[Entries on locating named items]
········
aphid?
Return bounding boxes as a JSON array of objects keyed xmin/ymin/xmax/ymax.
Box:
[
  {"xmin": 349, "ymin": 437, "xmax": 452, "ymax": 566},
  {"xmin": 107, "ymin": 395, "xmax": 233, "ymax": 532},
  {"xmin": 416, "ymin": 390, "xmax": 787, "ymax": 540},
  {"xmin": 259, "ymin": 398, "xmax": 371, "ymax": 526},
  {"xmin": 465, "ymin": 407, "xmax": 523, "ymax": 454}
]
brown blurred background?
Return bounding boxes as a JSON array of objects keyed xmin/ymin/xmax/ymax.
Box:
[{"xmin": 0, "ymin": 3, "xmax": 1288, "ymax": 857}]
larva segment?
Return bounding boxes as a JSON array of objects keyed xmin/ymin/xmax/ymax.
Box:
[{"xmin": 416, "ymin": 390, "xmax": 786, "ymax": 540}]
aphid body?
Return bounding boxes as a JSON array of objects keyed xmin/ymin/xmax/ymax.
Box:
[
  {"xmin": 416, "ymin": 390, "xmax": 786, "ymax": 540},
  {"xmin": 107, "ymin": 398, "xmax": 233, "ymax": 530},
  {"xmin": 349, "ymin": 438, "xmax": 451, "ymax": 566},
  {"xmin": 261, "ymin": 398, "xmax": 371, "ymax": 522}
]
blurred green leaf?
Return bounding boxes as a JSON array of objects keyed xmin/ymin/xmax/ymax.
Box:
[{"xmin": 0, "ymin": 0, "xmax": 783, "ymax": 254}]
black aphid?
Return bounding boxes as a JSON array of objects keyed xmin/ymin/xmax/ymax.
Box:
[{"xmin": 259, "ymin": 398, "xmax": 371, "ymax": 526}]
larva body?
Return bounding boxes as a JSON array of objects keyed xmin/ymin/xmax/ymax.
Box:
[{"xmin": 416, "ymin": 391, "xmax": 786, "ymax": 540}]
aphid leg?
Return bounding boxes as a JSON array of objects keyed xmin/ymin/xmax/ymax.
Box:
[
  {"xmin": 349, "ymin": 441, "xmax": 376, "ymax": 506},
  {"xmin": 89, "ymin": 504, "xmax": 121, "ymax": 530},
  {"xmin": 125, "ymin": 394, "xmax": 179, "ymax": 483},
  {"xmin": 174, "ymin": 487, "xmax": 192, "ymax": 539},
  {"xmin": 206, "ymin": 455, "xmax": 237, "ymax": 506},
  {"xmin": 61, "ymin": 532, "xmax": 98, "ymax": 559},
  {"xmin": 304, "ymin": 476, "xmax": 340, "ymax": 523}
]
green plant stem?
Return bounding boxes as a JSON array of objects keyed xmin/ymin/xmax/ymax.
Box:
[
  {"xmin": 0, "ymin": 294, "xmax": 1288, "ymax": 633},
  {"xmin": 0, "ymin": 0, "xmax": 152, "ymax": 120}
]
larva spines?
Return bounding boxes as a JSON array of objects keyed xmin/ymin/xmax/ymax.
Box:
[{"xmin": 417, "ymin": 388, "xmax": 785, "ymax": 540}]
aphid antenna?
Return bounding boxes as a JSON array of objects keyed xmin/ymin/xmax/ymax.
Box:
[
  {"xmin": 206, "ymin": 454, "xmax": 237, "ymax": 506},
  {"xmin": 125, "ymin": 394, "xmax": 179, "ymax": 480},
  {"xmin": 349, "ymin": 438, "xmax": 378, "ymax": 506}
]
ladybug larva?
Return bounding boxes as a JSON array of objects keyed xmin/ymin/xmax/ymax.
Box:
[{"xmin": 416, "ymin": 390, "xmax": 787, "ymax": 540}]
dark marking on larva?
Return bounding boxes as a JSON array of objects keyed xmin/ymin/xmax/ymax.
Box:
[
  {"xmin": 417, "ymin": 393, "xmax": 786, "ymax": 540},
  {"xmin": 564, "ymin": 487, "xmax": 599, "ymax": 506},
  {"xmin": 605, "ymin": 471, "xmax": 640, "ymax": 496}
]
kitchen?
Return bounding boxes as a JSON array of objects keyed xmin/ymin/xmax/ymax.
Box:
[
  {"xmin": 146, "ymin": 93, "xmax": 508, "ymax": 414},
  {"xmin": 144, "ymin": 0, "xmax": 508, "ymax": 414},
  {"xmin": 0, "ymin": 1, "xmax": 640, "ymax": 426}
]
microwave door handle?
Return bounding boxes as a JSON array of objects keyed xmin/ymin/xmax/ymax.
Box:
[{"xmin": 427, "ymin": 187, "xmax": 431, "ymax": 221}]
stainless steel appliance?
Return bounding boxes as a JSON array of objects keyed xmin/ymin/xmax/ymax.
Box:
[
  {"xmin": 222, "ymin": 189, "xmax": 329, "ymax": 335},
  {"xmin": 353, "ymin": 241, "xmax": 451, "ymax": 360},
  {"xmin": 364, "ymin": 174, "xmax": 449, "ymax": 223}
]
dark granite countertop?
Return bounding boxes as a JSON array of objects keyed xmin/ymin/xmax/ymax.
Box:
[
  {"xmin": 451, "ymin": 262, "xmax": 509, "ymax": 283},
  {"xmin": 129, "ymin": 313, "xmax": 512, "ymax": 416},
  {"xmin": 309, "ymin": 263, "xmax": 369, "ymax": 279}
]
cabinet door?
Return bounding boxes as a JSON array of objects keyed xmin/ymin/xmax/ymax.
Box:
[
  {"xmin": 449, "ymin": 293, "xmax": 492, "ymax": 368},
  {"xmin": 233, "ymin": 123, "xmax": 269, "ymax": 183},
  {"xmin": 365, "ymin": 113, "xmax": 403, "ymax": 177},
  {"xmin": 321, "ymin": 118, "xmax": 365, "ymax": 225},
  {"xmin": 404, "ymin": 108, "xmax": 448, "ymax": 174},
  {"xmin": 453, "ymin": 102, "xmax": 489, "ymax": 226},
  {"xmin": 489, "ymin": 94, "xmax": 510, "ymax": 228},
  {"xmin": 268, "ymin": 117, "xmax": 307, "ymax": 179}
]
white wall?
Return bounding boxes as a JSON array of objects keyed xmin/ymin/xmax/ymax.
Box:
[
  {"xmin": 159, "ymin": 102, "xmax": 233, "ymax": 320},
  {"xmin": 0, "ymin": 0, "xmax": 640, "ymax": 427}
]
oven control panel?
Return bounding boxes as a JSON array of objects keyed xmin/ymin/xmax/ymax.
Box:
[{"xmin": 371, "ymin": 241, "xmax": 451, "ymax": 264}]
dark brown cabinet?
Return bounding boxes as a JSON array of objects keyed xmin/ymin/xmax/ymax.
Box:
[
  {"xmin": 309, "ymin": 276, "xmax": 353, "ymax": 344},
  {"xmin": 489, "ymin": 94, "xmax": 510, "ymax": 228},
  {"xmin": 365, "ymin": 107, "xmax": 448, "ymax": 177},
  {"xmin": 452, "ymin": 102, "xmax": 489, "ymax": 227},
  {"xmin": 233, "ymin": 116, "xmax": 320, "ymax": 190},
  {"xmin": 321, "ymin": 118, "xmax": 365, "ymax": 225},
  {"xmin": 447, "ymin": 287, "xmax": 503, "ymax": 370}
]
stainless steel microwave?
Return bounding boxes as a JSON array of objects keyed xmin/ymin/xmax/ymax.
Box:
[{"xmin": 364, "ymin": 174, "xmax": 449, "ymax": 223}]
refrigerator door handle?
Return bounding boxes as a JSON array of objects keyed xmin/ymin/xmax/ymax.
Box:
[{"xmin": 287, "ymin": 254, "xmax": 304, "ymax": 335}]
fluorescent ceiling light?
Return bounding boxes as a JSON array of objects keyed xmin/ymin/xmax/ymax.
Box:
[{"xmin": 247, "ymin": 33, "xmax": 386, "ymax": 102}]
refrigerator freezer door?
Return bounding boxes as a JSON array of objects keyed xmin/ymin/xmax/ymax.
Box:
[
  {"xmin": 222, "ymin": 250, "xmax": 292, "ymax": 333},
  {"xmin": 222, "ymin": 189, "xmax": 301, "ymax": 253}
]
········
→ WHAT THE TASK ASKS: Reproduce the part of the rows that opens with the line containing "oven control panel?" and runs through the end of the rows, both ends included, keeping the requests, and scale every bounding-box coordinate in the answers by 0.45, rounding to whole numbers with halves rounded up.

→ RESULT OF THIS TASK:
oven control panel?
Return bounding boxes as a JSON array of objects keyed xmin/ymin/xmax/ymax.
Box:
[{"xmin": 167, "ymin": 108, "xmax": 203, "ymax": 119}]
dark brown cabinet?
Return bounding boxes as a JSON array of objects keyed xmin/ymin/xmax/ymax.
Box:
[
  {"xmin": 139, "ymin": 124, "xmax": 159, "ymax": 155},
  {"xmin": 220, "ymin": 42, "xmax": 230, "ymax": 103},
  {"xmin": 164, "ymin": 48, "xmax": 202, "ymax": 80},
  {"xmin": 203, "ymin": 46, "xmax": 220, "ymax": 102},
  {"xmin": 105, "ymin": 52, "xmax": 144, "ymax": 86},
  {"xmin": 144, "ymin": 53, "xmax": 164, "ymax": 101},
  {"xmin": 201, "ymin": 129, "xmax": 226, "ymax": 167}
]
stainless steel microwave?
Return bounding boxes as a JSON array of objects keyed xmin/ymin/xmax/ymax.
Box:
[{"xmin": 164, "ymin": 78, "xmax": 202, "ymax": 100}]
refrigerator door handle?
Return bounding boxes as a JSON array of objects keyed xmin/ymin/xmax/ymax.
Box:
[{"xmin": 129, "ymin": 114, "xmax": 137, "ymax": 151}]
fluorescent ceiling light?
Return bounding boxes as a JSON array of objects keyed xmin/ymin/xmax/ymax.
Box:
[{"xmin": 111, "ymin": 15, "xmax": 174, "ymax": 46}]
refrigerator freezer door?
Return bounding boxes as a JSON array of objects keyed xmin/ymin/xmax/ymax.
Box:
[
  {"xmin": 100, "ymin": 113, "xmax": 131, "ymax": 150},
  {"xmin": 100, "ymin": 85, "xmax": 135, "ymax": 114}
]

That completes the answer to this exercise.